- [Objectives]
• a. According to the guide on Massachusetts real estate contingencies, how soon after the accepted offer does the home inspection typically take place?
• b. Write the next part of the guide on Massachusetts real estate contingencies, picking up after its last sentence.
START Text passage
Real Estate Contingencies in Massachusetts: A Complete Guide for Buyers and Sellers
In a competitive Massachusetts real estate market, contingencies are one of the most powerful — and misunderstood — tools available to buyers and sellers. This guide explains what each type of contingency does, how they work under Massachusetts law, and how to use them strategically whether you’re buying in Reading, Wakefield, Andover, or anywhere across the North Shore.
A contingency is a condition written into a real estate purchase and sale agreement that must be satisfied before the transaction can proceed to closing. If the condition is not met, the buyer typically has the right to walk away and recover their earnest money deposit — without penalty. For sellers, contingencies represent risk; for buyers, they represent protection. Understanding how each type works, and when to use or waive them, is essential to negotiating effectively in today’s Massachusetts market.
Contingencies are negotiated between the buyer and seller and documented in the Purchase and Sale Agreement (P&S) — the binding contract used in Massachusetts real estate transactions. Each contingency comes with a specific deadline. Miss the deadline, and you may inadvertently waive your protection. Knowing the rules is not optional; it’s how you avoid losing your deposit and your deal.
The Four Main Types of Real Estate Contingencies in Massachusetts
1. The Inspection Contingency
The home inspection contingency gives buyers the right to have the property professionally inspected — and to negotiate or exit based on what the inspector finds. In Massachusetts, the inspection typically takes place within 7–10 days of the accepted offer, before the Purchase and Sale Agreement is signed.
A licensed home inspector evaluates the property’s structural condition, roof, foundation, heating and cooling systems, electrical wiring, plumbing, and more. If significant defects are found, the buyer can:
- Request repairs to be completed before closing
- Negotiate a price reduction to account for the cost of deferred work
- Ask for a closing credit instead of repairs
- Withdraw from the deal entirely and recover their deposit
Common findings that trigger renegotiation in the Massachusetts market include foundation cracks or settling, aging or deteriorating roofs, knob-and-tube or aluminum wiring, Federal Pacific or Zinsco electrical panels, failing HVAC systems, and evidence of water intrusion or mold. In towns like Reading, Lynnfield, and Wakefield — where a significant share of the housing stock dates from the 1940s through the 1970s — the inspection contingency is especially important. Older homes carry more deferred maintenance risk, and a thorough inspection can save buyers from costly surprises after closing.
In hot markets, some buyers consider waiving the inspection contingency to make their offer more competitive. A safer alternative is a pre-offer inspection — arranging for a licensed inspector to evaluate the property before submitting an offer. The buyer pays for the inspection out of pocket and takes on the risk that they won’t get the house, but if they do win the offer, they can waive the contingency with confidence rather than blind faith. This approach has become increasingly common in the North Shore market in recent years.
END Text passage
START Data provided
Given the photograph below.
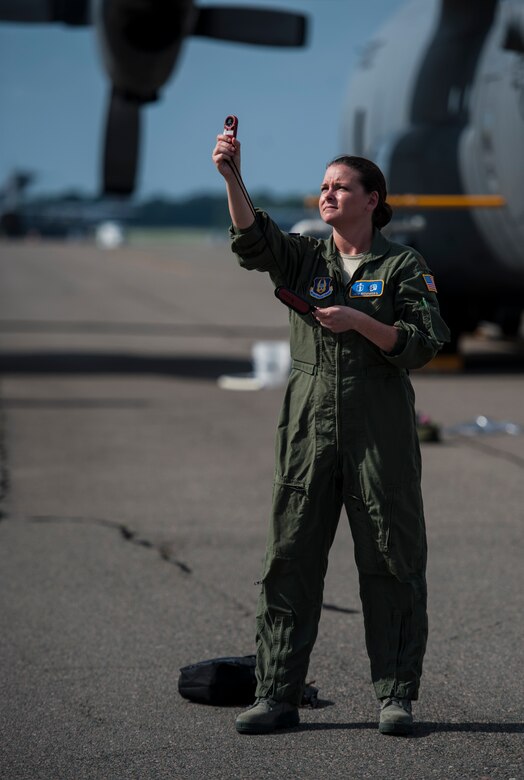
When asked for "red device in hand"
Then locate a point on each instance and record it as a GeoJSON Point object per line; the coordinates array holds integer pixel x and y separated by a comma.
{"type": "Point", "coordinates": [231, 126]}
{"type": "Point", "coordinates": [293, 301]}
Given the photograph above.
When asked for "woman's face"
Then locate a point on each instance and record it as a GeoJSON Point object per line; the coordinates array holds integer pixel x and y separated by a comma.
{"type": "Point", "coordinates": [343, 200]}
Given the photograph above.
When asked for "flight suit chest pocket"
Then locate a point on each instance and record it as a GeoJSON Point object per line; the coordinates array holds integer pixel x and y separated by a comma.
{"type": "Point", "coordinates": [367, 295]}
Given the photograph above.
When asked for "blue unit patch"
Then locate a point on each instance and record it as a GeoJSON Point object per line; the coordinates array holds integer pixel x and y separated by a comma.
{"type": "Point", "coordinates": [430, 282]}
{"type": "Point", "coordinates": [322, 287]}
{"type": "Point", "coordinates": [367, 288]}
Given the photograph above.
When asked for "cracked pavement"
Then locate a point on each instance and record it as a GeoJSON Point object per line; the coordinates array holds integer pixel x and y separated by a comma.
{"type": "Point", "coordinates": [134, 496]}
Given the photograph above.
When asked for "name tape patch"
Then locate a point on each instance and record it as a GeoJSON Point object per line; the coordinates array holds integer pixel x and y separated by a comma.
{"type": "Point", "coordinates": [364, 288]}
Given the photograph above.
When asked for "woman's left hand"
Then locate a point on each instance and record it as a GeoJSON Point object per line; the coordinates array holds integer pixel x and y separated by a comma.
{"type": "Point", "coordinates": [336, 318]}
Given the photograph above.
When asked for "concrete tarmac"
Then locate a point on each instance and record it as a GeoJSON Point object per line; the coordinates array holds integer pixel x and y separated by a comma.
{"type": "Point", "coordinates": [135, 494]}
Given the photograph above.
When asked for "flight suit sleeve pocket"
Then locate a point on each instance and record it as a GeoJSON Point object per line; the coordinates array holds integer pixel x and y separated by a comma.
{"type": "Point", "coordinates": [301, 365]}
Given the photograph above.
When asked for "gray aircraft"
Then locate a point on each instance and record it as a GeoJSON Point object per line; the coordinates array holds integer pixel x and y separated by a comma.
{"type": "Point", "coordinates": [140, 42]}
{"type": "Point", "coordinates": [438, 101]}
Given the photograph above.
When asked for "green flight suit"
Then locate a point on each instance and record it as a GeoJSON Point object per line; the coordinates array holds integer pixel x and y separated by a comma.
{"type": "Point", "coordinates": [346, 436]}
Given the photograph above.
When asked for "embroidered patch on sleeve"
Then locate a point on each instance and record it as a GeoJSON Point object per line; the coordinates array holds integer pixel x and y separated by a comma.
{"type": "Point", "coordinates": [430, 282]}
{"type": "Point", "coordinates": [322, 287]}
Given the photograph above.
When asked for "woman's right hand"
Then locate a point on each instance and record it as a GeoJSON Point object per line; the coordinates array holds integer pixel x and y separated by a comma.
{"type": "Point", "coordinates": [226, 151]}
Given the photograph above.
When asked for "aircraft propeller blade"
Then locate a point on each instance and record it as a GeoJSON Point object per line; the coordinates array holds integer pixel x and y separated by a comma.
{"type": "Point", "coordinates": [251, 25]}
{"type": "Point", "coordinates": [121, 145]}
{"type": "Point", "coordinates": [75, 12]}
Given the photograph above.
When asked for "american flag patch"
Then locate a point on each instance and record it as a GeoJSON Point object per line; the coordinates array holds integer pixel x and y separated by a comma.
{"type": "Point", "coordinates": [430, 282]}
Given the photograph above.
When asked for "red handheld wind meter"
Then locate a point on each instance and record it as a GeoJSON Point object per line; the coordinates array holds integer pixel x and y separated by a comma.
{"type": "Point", "coordinates": [293, 301]}
{"type": "Point", "coordinates": [231, 126]}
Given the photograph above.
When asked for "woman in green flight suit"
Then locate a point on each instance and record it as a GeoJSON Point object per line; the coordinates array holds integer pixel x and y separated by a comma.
{"type": "Point", "coordinates": [346, 436]}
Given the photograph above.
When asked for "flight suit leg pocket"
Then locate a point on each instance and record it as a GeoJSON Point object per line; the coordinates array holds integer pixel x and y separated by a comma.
{"type": "Point", "coordinates": [403, 534]}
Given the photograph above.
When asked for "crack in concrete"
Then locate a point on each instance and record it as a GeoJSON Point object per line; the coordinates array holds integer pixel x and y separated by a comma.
{"type": "Point", "coordinates": [5, 481]}
{"type": "Point", "coordinates": [164, 550]}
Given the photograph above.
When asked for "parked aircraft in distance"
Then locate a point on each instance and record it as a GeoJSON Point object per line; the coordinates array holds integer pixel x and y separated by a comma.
{"type": "Point", "coordinates": [437, 101]}
{"type": "Point", "coordinates": [140, 42]}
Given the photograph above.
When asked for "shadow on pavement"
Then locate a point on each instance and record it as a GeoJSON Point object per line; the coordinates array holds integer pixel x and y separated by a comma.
END Data provided
- [Responses for each task]
• a. Within 7–10 days of the accepted offer, before the Purchase and Sale Agreement is signed.

• b.
2. The Financing (Mortgage) Contingency
The financing contingency protects buyers who need a mortgage to purchase the property. It gives them the right to exit the transaction — and recover their deposit — if they are unable to obtain a mortgage commitment on the terms specified in the agreement. Standard language typically includes a specific loan amount, a maximum acceptable interest rate, and a commitment deadline — usually 21 to 30 days in Massachusetts transactions.
It is critical to understand the difference between a mortgage pre-approval and a full mortgage commitment letter. Pre-approval is a lender’s preliminary assessment based on your income, credit, and assets — it is not a guarantee of financing. The commitment letter comes after the lender has fully underwritten your loan, ordered the appraisal, and formally approved your application. Until you have a commitment letter, the financing contingency remains active — and your protection is in force.
Waiving the financing contingency — something buyers in ultra-competitive situations sometimes do to make their offer more attractive — carries significant financial risk. If you cannot close because your financing falls through after waiving this contingency, you forfeit your deposit. In Massachusetts, the standard deposit at the P&S stage is typically 5% of the purchase price. On a $750,000 home, that is $37,500 at risk. Only waive the financing contingency if you have documented liquid assets to cover the entire purchase price, or if you are a cash buyer who simply does not need a mortgage.
Buyers working with experienced local lenders who are familiar with Massachusetts transactions often obtain commitment letters faster, which can give them a competitive advantage — allowing for a shorter financing contingency window — without having to waive the protection entirely.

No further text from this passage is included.